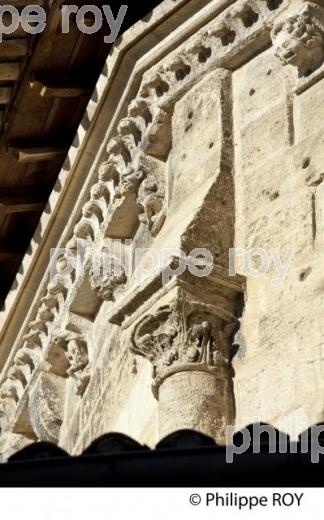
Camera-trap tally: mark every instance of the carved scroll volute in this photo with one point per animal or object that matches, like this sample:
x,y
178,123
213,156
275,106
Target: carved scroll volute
x,y
183,338
298,39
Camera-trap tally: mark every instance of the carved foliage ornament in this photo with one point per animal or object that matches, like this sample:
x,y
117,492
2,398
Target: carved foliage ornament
x,y
182,338
298,39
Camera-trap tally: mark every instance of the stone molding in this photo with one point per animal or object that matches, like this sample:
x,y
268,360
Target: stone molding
x,y
130,180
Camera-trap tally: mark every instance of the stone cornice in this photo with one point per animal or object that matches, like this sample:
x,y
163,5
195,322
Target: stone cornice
x,y
134,139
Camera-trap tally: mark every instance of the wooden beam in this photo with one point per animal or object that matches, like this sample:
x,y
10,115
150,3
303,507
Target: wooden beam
x,y
20,201
7,254
13,48
22,3
9,71
61,91
59,86
5,95
7,20
26,154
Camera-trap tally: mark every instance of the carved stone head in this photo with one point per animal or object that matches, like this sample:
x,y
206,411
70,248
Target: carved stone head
x,y
298,40
77,354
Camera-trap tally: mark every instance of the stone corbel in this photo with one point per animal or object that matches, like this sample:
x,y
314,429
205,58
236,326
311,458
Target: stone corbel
x,y
184,336
107,276
298,40
75,348
184,330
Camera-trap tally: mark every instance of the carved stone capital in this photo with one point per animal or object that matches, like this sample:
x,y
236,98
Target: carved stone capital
x,y
298,39
184,335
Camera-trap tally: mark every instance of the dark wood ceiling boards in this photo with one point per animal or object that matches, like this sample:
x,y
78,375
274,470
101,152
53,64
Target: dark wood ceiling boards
x,y
46,81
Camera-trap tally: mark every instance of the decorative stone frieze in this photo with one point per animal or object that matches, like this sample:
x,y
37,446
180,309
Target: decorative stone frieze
x,y
76,351
105,280
298,39
184,336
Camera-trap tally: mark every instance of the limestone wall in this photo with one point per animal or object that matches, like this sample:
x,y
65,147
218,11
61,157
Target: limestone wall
x,y
217,145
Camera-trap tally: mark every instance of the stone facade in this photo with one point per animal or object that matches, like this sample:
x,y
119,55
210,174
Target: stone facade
x,y
214,141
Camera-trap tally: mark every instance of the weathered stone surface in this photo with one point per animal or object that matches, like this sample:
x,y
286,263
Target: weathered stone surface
x,y
214,144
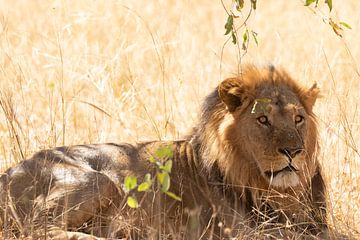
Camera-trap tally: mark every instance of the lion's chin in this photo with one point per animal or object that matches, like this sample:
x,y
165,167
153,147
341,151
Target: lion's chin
x,y
285,179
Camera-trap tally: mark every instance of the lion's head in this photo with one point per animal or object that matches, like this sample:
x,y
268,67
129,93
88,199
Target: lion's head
x,y
259,129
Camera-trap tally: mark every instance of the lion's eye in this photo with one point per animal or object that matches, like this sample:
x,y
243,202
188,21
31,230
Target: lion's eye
x,y
299,119
263,120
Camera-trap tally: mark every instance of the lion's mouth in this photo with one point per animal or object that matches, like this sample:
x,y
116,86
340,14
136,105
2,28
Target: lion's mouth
x,y
288,168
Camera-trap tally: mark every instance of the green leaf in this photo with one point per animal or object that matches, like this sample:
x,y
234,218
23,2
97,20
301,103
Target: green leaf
x,y
152,159
245,39
229,24
253,4
164,152
239,4
132,202
147,177
309,2
145,186
167,167
164,180
234,39
329,3
173,195
254,34
130,182
345,25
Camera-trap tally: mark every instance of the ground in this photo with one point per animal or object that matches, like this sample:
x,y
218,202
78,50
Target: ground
x,y
76,72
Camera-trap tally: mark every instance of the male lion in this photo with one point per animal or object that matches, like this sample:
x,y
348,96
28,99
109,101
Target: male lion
x,y
249,164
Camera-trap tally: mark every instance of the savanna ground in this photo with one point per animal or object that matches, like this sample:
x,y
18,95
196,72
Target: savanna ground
x,y
74,72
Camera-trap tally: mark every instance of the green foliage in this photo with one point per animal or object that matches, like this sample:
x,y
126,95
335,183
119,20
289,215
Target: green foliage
x,y
231,30
239,4
130,182
229,24
163,165
329,3
245,39
132,202
309,2
253,4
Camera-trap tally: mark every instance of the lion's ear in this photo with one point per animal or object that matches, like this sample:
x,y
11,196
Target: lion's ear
x,y
311,95
232,93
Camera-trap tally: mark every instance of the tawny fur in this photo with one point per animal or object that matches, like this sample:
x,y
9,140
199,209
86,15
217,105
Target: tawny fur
x,y
234,172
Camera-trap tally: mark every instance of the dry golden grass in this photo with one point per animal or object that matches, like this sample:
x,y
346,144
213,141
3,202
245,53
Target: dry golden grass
x,y
76,72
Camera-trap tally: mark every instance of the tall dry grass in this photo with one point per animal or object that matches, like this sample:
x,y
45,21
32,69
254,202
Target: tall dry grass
x,y
76,72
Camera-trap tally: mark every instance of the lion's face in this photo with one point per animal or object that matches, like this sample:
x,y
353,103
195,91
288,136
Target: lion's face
x,y
272,126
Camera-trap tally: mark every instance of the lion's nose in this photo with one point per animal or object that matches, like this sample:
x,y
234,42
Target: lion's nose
x,y
290,152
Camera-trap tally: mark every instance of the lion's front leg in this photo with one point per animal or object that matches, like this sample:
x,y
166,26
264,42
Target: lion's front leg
x,y
76,204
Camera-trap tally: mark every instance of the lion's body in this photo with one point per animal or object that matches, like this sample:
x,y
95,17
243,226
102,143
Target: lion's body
x,y
231,172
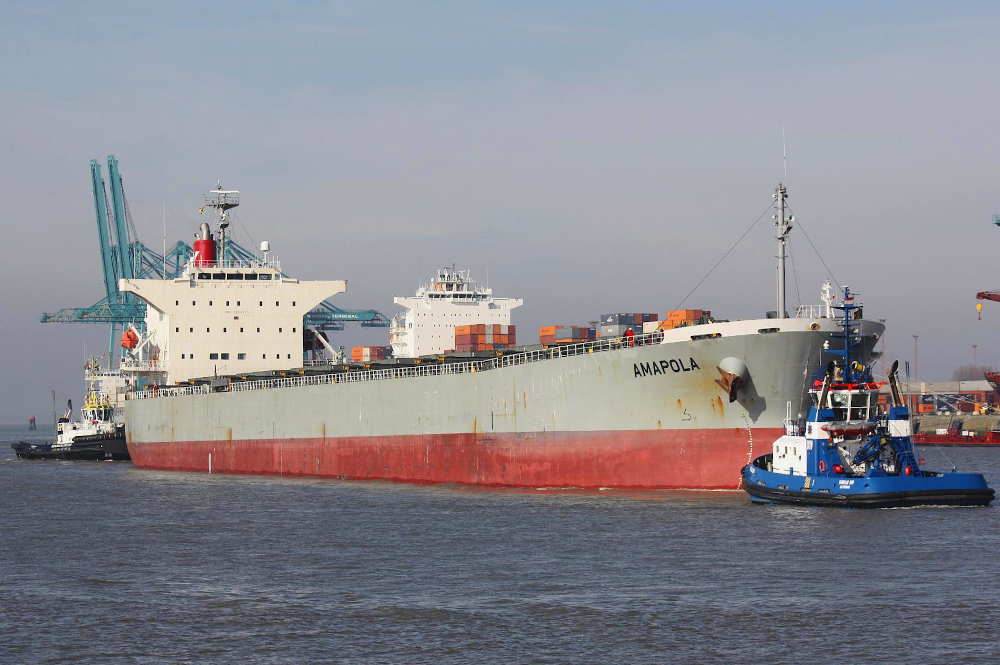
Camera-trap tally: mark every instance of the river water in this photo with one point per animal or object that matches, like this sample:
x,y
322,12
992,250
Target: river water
x,y
101,562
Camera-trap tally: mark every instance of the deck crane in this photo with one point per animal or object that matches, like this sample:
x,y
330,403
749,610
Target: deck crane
x,y
988,295
123,256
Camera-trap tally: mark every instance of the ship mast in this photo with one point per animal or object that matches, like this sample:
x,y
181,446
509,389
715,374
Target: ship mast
x,y
784,225
222,200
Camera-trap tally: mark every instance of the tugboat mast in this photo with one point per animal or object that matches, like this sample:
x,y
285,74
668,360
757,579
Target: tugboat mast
x,y
784,226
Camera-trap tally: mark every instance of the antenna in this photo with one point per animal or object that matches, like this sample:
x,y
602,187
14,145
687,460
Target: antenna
x,y
784,160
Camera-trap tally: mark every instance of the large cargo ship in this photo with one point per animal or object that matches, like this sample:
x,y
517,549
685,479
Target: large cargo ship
x,y
680,408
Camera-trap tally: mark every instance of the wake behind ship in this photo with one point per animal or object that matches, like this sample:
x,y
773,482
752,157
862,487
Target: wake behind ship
x,y
680,408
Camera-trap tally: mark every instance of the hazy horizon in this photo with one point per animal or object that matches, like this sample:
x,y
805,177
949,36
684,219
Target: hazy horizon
x,y
587,158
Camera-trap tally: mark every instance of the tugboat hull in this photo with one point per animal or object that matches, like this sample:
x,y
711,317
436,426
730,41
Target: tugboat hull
x,y
944,489
97,447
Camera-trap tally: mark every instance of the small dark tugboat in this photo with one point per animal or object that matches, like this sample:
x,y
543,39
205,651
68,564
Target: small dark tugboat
x,y
98,435
851,455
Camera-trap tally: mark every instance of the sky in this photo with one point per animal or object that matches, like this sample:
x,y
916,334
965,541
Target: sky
x,y
588,157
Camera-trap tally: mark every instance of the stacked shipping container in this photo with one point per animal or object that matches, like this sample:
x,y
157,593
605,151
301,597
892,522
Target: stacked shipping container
x,y
368,353
615,325
485,337
566,334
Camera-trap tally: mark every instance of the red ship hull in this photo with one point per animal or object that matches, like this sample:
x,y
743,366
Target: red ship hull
x,y
660,459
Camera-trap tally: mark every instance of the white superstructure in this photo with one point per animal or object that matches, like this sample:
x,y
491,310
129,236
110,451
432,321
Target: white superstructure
x,y
451,299
221,317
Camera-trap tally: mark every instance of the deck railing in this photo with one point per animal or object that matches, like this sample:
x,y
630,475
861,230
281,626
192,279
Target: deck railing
x,y
437,369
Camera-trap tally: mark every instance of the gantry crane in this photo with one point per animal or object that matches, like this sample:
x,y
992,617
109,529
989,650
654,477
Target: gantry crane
x,y
988,295
124,257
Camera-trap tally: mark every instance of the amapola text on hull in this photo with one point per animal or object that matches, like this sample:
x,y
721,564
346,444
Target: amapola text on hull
x,y
681,408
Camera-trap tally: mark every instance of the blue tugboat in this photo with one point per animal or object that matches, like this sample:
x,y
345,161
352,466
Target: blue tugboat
x,y
849,454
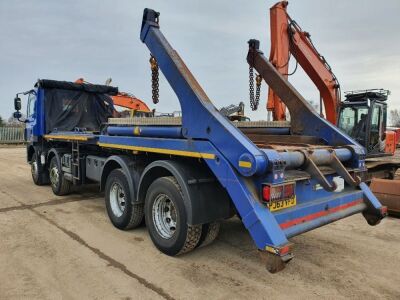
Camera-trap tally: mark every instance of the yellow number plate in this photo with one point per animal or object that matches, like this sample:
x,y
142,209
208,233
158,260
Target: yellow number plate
x,y
281,204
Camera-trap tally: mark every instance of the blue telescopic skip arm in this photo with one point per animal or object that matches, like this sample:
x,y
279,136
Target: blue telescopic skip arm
x,y
196,105
241,166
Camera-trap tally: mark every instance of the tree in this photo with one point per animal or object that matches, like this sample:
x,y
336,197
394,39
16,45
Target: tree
x,y
395,117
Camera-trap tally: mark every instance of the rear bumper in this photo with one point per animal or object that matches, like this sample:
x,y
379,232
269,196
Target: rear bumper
x,y
313,214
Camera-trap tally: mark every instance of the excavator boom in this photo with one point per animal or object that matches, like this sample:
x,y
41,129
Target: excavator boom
x,y
287,38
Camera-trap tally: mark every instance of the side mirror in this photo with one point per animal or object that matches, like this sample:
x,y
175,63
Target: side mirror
x,y
17,103
17,115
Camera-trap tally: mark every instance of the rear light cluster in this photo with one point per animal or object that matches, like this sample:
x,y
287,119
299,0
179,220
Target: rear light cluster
x,y
278,192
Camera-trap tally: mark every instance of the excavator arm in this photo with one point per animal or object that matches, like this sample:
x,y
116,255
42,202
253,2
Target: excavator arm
x,y
287,38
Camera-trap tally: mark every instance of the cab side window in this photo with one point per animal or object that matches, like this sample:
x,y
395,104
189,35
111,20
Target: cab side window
x,y
31,106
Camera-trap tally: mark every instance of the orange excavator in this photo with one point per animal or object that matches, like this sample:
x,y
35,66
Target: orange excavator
x,y
362,115
287,38
126,100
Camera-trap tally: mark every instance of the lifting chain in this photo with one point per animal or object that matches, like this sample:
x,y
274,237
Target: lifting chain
x,y
254,98
154,79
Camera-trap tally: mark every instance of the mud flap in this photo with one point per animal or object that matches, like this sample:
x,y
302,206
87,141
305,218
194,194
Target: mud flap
x,y
274,262
375,212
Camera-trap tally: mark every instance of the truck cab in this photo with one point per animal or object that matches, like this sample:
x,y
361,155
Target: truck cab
x,y
363,117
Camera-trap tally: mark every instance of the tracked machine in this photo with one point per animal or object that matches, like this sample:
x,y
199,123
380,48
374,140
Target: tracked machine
x,y
184,175
362,115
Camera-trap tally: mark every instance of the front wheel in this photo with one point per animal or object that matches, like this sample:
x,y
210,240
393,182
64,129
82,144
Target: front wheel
x,y
166,218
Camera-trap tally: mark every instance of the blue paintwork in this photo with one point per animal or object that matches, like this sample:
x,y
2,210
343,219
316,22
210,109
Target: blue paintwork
x,y
34,125
211,133
232,146
146,131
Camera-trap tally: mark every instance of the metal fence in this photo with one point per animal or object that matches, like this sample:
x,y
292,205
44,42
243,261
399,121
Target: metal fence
x,y
11,135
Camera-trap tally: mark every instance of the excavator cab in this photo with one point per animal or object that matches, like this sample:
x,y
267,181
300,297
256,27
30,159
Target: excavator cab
x,y
363,117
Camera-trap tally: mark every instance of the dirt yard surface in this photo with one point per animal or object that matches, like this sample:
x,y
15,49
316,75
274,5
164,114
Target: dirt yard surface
x,y
65,247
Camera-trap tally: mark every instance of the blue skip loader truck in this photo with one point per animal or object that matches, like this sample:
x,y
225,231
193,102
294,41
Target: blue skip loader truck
x,y
183,175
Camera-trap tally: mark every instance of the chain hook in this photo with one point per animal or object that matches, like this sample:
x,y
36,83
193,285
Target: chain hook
x,y
154,79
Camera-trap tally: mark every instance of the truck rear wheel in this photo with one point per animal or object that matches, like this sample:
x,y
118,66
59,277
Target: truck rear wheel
x,y
39,175
122,212
59,184
166,218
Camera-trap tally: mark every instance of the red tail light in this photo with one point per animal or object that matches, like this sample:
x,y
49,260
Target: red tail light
x,y
266,193
289,190
278,192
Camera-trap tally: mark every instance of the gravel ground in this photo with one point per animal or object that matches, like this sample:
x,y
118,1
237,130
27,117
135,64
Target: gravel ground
x,y
64,247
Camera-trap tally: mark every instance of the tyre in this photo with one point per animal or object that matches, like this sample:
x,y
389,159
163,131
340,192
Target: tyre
x,y
120,209
39,175
59,184
166,218
209,233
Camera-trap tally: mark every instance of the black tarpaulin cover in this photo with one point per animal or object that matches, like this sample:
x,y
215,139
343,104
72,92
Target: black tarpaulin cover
x,y
68,108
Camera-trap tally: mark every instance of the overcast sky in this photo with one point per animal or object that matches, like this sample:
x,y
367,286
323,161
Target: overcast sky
x,y
65,40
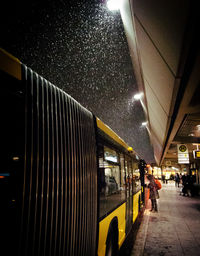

AIM OF THE EXERCISE => Please report every line in the entries above that contains the string "gantry". Case counts.

EXPECTED OUTPUT =>
Camera-trap tally: mark every instance of the gantry crane in this photo with one point per animal or object that matches, like this sample:
Target: gantry crane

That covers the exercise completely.